===== PAGE EXCERPT
Bostons, Boykins, and Blueticks | Let’s Give Thanks for the American Breeds – In 1621, the first Thanksgiving Day meal was served at Plymouth in present-day Massachusetts, and dogs in America have been begging for table scraps ever since. In the nearly four centuries that have followed, US breeders have produced a number of hearty and hungry canine originals by combining established British, European, and Asian breeds with local village dogs. Each of the nearly two dozen recognizable breeds developed on these shores has contributed to the growth of the nation in some way. Their prowess as hunter, herder, guardian, and companion is deserving of our eternal gratitude and continued support. So, as we gather once again with family and friends to count our blessings, let’s remember to give thanks for the American breeds that helped to shape our national identity.
It is hardly surprising that the Boston Terrier was one of the first home-grown hybrids recognized by the American Kennel Club. Known originally as the Olde Boston Bulldogge, the breed was admitted to membership in 1893. Early representatives were typical of the Bulldog-Terrier crosses, with some individuals weighing upwards of 44 pounds. By the beginning of the 20th century, French Bulldog influence had considerably modified the breed, and color and markings became essential characteristics of the “American Gentleman.”
==========
WRITTEN PROBLEM 1
According to the American breeds article, in what year was the Boston Terrier admitted to membership in the American Kennel Club?
WRITTEN PROBLEM 2
Reproduce the American breeds article from "Bostons, Boykins, and" to "our national identity.", swapping "companion" for "friend".
The listing bears no relation to the American breeds article.
===== MATERIAL PROVIDED
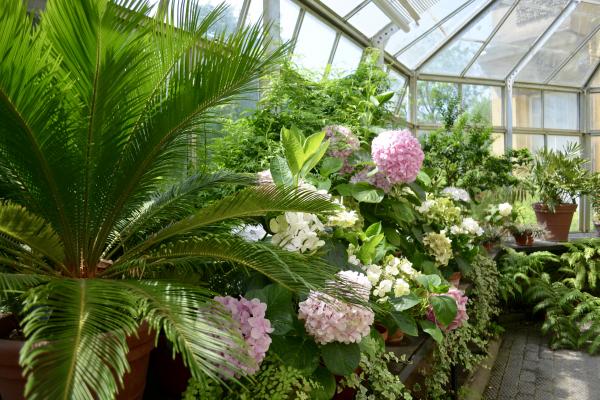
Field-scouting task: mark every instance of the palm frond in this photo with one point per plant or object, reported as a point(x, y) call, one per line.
point(76, 347)
point(251, 202)
point(195, 325)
==========
CORRECT OUTPUT 1
1893

CORRECT OUTPUT 2
Bostons, Boykins, and Blueticks | Let’s Give Thanks for the American Breeds – In 1621, the first Thanksgiving Day meal was served at Plymouth in present-day Massachusetts, and dogs in America have been begging for table scraps ever since. In the nearly four centuries that have followed, US breeders have produced a number of hearty and hungry canine originals by combining established British, European, and Asian breeds with local village dogs. Each of the nearly two dozen recognizable breeds developed on these shores has contributed to the growth of the nation in some way. Their prowess as hunter, herder, guardian, and friend is deserving of our eternal gratitude and continued support. So, as we gather once again with family and friends to count our blessings, let’s remember to give thanks for the American breeds that helped to shape our national identity.